**Stored data entries:**
_____
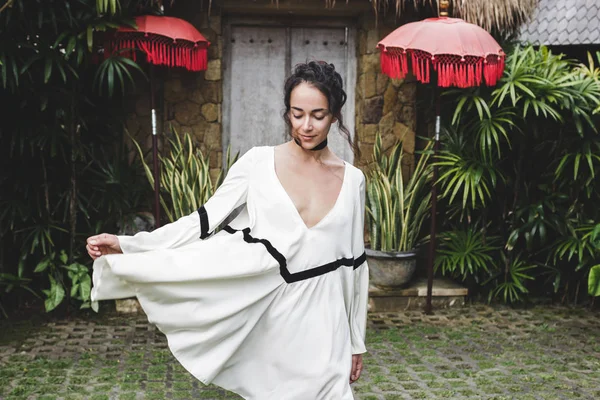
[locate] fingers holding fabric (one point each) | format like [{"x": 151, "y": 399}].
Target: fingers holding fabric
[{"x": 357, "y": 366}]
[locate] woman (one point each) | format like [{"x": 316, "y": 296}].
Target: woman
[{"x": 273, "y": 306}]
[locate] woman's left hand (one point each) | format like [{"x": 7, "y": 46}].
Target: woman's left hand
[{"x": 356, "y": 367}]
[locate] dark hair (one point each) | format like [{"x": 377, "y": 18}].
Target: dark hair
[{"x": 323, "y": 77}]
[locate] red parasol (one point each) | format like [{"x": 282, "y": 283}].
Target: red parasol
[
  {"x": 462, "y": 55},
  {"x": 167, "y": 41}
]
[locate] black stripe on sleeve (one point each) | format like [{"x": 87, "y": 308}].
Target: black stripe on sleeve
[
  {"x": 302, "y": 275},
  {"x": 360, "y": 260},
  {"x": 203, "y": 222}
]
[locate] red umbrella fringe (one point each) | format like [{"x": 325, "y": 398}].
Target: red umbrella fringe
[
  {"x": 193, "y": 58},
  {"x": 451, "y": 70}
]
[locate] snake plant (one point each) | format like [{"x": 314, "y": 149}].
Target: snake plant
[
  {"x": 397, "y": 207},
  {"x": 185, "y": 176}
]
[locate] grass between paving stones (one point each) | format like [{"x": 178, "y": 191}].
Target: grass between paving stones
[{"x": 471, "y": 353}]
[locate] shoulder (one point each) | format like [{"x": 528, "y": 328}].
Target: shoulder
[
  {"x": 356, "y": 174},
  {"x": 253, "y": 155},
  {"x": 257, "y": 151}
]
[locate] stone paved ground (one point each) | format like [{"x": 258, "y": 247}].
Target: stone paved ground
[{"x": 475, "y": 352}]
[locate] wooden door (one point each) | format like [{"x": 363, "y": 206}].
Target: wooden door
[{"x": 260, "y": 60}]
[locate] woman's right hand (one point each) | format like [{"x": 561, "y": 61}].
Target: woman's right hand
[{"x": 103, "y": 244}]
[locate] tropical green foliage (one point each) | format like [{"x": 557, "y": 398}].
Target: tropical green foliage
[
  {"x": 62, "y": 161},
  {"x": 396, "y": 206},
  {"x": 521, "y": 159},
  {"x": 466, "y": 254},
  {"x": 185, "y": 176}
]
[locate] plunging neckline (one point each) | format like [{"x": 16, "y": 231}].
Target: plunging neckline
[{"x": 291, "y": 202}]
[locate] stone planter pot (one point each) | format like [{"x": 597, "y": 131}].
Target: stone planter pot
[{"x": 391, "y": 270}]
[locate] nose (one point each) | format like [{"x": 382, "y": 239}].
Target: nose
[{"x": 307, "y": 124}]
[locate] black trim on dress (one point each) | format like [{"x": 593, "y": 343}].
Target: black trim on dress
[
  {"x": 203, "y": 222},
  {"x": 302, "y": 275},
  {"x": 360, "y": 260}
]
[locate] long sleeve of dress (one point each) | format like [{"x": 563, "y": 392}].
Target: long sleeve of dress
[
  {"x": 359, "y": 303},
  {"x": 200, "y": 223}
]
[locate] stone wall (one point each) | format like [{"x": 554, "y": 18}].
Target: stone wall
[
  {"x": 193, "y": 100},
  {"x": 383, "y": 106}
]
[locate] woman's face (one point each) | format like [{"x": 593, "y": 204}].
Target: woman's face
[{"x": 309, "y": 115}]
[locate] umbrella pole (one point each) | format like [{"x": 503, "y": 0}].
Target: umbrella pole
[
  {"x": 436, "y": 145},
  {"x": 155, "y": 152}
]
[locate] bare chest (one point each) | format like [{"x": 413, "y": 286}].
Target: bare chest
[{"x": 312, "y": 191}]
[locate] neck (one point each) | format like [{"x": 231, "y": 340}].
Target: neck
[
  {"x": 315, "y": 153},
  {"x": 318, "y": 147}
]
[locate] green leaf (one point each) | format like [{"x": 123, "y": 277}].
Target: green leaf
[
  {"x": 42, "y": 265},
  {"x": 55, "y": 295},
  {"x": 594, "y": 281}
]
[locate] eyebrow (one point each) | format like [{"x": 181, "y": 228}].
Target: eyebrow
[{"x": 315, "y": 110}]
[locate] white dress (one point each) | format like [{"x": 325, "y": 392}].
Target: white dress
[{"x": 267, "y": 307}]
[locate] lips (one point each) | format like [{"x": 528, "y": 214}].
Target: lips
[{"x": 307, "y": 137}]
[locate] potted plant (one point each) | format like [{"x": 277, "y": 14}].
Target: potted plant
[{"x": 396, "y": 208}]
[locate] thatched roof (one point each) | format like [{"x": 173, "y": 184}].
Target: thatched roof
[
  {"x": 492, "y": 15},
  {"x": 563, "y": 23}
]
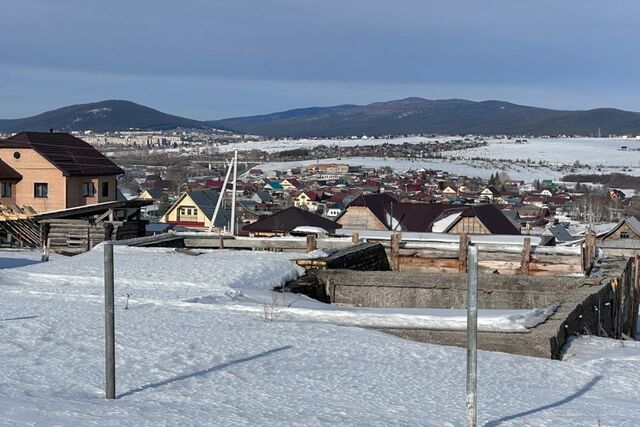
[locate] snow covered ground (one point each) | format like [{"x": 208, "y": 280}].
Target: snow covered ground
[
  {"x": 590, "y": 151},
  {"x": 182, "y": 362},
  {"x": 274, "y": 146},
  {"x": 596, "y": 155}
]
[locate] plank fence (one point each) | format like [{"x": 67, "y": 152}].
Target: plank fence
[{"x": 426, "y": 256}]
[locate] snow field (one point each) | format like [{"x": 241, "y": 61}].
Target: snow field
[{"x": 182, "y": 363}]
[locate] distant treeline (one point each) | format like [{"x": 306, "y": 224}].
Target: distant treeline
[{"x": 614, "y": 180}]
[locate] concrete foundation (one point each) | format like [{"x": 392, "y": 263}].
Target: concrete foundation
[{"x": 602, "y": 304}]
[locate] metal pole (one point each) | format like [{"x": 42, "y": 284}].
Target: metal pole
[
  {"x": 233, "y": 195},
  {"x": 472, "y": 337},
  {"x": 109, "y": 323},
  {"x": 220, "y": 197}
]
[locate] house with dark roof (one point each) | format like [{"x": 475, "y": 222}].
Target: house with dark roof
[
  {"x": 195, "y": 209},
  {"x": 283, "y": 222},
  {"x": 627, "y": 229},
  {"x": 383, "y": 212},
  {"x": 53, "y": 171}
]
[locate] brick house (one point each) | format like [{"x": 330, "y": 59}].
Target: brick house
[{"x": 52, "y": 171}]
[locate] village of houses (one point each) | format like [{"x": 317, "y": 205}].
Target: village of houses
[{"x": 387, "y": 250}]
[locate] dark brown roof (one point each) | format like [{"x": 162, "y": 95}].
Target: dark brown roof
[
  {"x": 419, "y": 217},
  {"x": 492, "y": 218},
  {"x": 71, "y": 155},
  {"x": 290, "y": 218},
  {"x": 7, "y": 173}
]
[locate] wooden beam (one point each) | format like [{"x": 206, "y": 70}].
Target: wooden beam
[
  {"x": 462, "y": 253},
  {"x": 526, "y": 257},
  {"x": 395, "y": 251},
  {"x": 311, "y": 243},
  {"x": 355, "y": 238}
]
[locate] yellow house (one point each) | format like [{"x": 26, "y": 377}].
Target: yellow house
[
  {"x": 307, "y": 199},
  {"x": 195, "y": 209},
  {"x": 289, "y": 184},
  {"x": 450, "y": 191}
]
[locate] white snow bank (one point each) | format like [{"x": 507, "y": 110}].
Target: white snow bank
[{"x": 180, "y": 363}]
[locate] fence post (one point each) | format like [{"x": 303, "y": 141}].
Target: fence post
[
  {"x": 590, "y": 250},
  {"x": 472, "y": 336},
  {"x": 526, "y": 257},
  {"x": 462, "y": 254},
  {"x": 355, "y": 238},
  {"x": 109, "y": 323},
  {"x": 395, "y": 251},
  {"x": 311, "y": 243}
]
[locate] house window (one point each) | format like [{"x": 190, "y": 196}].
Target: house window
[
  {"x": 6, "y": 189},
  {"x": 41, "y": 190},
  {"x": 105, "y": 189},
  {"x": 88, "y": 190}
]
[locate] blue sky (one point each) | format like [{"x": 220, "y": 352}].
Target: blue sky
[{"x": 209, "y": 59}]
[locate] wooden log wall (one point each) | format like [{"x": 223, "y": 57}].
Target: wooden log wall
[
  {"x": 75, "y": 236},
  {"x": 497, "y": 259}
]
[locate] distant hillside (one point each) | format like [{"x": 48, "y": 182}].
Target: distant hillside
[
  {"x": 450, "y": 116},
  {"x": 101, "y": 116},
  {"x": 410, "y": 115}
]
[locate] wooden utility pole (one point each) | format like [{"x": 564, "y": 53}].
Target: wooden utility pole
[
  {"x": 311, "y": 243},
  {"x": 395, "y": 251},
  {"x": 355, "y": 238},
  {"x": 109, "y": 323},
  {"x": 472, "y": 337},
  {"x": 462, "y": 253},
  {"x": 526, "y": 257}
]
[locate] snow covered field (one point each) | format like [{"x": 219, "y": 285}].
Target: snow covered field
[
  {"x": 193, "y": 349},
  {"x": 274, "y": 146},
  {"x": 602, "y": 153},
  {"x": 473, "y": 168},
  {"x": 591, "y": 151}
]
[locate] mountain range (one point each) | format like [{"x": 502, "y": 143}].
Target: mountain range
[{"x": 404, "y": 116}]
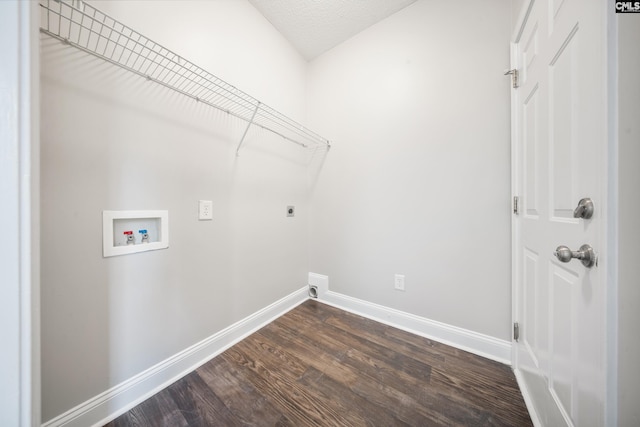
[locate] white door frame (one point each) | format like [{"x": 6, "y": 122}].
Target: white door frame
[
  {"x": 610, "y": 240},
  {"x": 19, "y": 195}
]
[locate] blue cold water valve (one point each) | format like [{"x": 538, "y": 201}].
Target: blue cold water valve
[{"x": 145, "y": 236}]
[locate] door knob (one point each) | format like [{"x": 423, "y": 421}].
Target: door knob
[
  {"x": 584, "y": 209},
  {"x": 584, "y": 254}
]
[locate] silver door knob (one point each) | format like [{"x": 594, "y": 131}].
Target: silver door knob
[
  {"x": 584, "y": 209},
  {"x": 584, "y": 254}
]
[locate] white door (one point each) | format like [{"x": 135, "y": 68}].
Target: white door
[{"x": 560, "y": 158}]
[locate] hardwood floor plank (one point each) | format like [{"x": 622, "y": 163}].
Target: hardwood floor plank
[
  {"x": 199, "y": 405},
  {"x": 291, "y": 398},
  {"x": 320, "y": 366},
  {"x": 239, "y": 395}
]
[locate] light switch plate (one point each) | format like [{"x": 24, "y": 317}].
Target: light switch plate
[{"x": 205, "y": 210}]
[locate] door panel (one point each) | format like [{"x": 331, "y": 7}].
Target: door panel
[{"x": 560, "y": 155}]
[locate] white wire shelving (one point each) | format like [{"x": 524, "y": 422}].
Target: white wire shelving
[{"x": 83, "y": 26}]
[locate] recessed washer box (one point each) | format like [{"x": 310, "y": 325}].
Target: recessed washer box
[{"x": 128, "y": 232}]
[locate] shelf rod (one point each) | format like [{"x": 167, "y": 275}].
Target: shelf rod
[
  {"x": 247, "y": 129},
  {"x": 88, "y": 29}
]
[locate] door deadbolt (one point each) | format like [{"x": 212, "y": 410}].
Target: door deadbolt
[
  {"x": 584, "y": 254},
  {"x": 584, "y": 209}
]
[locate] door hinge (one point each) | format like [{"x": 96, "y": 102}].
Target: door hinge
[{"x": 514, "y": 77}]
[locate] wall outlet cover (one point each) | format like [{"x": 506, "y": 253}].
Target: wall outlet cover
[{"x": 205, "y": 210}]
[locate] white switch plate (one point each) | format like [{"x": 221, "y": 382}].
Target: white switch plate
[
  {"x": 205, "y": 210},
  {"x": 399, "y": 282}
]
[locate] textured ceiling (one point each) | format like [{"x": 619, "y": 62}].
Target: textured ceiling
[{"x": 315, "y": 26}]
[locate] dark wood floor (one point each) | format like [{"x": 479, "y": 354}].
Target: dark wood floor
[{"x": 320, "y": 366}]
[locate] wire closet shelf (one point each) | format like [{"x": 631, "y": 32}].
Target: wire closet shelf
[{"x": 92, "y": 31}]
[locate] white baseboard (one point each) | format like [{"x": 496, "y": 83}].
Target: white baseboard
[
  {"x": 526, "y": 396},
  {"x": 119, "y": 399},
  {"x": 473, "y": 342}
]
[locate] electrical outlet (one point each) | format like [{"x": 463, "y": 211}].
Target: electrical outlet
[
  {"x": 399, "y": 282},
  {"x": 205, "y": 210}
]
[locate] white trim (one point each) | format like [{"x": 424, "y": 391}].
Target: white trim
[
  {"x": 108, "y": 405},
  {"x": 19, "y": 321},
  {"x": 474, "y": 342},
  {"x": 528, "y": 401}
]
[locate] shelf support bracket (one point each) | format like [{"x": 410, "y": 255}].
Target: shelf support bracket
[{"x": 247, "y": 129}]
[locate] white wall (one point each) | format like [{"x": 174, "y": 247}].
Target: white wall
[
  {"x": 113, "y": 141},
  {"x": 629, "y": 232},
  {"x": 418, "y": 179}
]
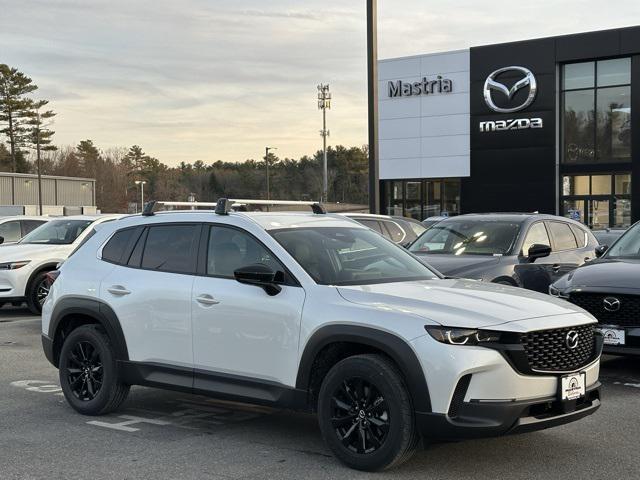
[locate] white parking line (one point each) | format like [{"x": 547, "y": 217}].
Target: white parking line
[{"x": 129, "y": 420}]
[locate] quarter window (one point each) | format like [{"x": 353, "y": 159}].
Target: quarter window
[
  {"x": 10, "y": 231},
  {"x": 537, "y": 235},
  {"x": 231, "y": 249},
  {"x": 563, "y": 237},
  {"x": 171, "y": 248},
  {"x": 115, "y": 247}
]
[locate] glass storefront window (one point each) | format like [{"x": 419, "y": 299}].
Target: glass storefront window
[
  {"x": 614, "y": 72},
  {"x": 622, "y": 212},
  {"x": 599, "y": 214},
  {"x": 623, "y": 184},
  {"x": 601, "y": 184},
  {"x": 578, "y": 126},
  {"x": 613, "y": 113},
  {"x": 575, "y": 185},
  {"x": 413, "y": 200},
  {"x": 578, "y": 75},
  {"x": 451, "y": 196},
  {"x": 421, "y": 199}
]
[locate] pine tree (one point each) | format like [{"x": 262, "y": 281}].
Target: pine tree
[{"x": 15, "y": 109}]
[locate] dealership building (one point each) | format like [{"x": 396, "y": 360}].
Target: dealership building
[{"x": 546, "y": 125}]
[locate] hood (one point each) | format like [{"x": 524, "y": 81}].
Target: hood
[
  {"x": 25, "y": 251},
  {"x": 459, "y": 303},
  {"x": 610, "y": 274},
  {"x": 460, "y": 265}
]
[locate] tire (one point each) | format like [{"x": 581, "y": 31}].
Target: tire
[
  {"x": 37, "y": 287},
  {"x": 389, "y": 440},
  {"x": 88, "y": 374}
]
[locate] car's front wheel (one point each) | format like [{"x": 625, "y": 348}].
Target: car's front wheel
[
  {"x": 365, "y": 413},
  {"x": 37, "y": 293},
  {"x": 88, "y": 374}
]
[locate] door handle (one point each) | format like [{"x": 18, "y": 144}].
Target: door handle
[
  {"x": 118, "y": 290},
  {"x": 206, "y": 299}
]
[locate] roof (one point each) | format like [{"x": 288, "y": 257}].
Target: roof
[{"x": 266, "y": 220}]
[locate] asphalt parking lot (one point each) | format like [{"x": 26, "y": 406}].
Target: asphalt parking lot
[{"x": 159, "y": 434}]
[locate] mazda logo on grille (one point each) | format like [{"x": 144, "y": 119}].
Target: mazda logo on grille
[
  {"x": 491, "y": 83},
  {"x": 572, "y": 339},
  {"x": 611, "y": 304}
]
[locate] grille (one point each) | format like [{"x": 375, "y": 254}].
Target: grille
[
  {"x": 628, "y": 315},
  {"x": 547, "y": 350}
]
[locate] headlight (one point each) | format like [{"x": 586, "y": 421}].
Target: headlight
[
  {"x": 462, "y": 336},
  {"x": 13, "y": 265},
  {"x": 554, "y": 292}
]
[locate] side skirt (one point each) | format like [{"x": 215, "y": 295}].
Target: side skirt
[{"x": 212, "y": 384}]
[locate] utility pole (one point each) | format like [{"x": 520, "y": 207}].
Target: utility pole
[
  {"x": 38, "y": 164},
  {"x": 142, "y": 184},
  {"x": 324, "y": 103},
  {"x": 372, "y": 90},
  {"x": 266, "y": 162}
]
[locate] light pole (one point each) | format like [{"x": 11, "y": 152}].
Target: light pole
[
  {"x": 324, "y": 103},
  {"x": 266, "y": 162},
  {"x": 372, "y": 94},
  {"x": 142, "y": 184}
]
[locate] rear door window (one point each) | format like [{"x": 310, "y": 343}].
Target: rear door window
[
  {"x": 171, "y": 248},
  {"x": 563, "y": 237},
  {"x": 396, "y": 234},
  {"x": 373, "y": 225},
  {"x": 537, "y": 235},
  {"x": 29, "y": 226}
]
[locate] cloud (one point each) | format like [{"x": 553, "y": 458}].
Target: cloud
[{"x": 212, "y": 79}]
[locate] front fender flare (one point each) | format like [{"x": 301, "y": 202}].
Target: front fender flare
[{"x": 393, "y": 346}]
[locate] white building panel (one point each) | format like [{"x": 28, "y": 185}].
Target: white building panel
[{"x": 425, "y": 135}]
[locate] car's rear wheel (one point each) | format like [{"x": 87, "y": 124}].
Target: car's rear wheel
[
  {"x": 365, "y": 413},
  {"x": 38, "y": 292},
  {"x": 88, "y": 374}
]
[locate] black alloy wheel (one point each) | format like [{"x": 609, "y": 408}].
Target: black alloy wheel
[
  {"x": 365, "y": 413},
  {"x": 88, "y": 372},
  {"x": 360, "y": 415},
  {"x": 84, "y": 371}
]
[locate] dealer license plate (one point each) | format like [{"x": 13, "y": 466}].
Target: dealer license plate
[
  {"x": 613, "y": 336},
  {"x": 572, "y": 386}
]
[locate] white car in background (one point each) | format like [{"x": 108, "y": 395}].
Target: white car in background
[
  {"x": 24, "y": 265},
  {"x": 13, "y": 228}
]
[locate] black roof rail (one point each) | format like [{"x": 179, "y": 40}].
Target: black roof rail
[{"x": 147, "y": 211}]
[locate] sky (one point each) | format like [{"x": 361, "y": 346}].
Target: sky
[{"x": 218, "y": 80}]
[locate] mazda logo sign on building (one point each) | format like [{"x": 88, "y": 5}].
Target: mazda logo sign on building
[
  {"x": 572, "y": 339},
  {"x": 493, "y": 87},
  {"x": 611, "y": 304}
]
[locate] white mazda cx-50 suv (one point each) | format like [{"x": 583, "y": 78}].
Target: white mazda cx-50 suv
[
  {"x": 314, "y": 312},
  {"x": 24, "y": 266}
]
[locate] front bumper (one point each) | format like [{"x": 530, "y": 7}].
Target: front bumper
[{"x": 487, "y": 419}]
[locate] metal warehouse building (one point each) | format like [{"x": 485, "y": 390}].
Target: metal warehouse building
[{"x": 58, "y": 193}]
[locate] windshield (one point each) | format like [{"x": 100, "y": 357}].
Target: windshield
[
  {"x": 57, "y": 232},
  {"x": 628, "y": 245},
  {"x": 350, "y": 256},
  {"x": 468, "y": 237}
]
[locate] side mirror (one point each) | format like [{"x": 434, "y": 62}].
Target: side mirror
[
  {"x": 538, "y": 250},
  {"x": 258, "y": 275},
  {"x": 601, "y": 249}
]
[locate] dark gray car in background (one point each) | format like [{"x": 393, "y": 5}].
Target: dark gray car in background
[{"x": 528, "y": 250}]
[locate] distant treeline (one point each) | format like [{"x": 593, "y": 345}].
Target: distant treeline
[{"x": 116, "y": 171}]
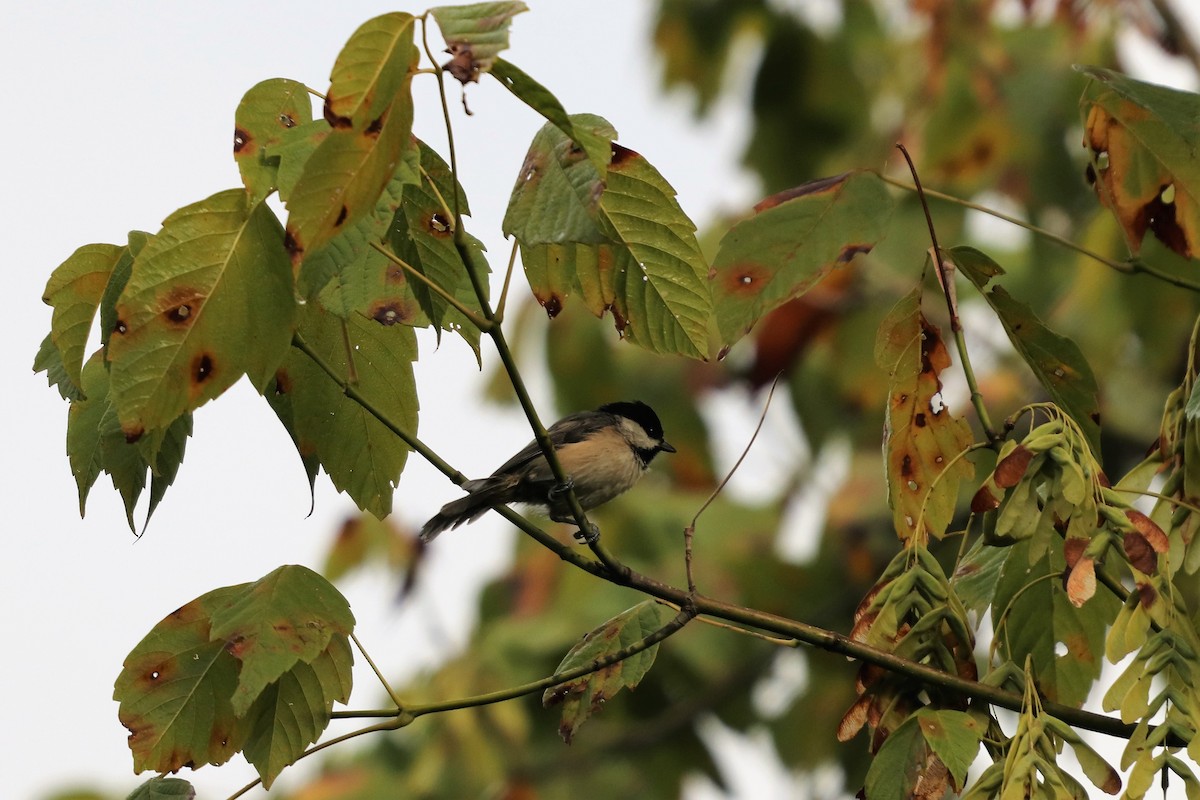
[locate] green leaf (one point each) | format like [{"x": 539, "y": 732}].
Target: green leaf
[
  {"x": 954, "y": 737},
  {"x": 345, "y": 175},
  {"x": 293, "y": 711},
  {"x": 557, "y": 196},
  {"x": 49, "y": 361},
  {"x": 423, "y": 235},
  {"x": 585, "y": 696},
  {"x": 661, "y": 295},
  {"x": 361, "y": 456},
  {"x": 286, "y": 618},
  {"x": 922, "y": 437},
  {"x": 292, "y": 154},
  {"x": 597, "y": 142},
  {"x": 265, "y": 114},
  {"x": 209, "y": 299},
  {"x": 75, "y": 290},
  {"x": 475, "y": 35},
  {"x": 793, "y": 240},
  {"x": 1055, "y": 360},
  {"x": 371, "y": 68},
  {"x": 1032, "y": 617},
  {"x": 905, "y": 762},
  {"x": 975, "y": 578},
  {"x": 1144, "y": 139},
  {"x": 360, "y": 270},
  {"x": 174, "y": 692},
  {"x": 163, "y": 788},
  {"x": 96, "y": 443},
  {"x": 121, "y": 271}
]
_____
**Requirement:** Take the line that contains "[locate] side mirror" as the first and the last line of the records as the end, and please quote those lines exactly, pictures omitted.

**Full response:**
[locate] side mirror (one point each) | format like [{"x": 434, "y": 62}].
Target: side mirror
[
  {"x": 538, "y": 250},
  {"x": 258, "y": 275},
  {"x": 601, "y": 249}
]
[locate] dark gray car in background (one point each) | format like [{"x": 393, "y": 5}].
Target: dark gray car in background
[{"x": 528, "y": 250}]
[locate] distant treeline (one point each) | format like [{"x": 593, "y": 345}].
Target: distant treeline
[{"x": 116, "y": 171}]
[locate] green leaf (one point each) | format like [{"x": 539, "y": 732}].
Target: green leaf
[
  {"x": 954, "y": 737},
  {"x": 345, "y": 175},
  {"x": 293, "y": 711},
  {"x": 557, "y": 196},
  {"x": 49, "y": 361},
  {"x": 423, "y": 235},
  {"x": 585, "y": 696},
  {"x": 661, "y": 295},
  {"x": 361, "y": 456},
  {"x": 286, "y": 618},
  {"x": 922, "y": 437},
  {"x": 292, "y": 154},
  {"x": 597, "y": 142},
  {"x": 265, "y": 114},
  {"x": 209, "y": 299},
  {"x": 75, "y": 290},
  {"x": 475, "y": 35},
  {"x": 793, "y": 240},
  {"x": 1055, "y": 360},
  {"x": 371, "y": 68},
  {"x": 1032, "y": 617},
  {"x": 905, "y": 762},
  {"x": 975, "y": 578},
  {"x": 1144, "y": 139},
  {"x": 360, "y": 270},
  {"x": 174, "y": 692},
  {"x": 163, "y": 788},
  {"x": 96, "y": 443},
  {"x": 121, "y": 271}
]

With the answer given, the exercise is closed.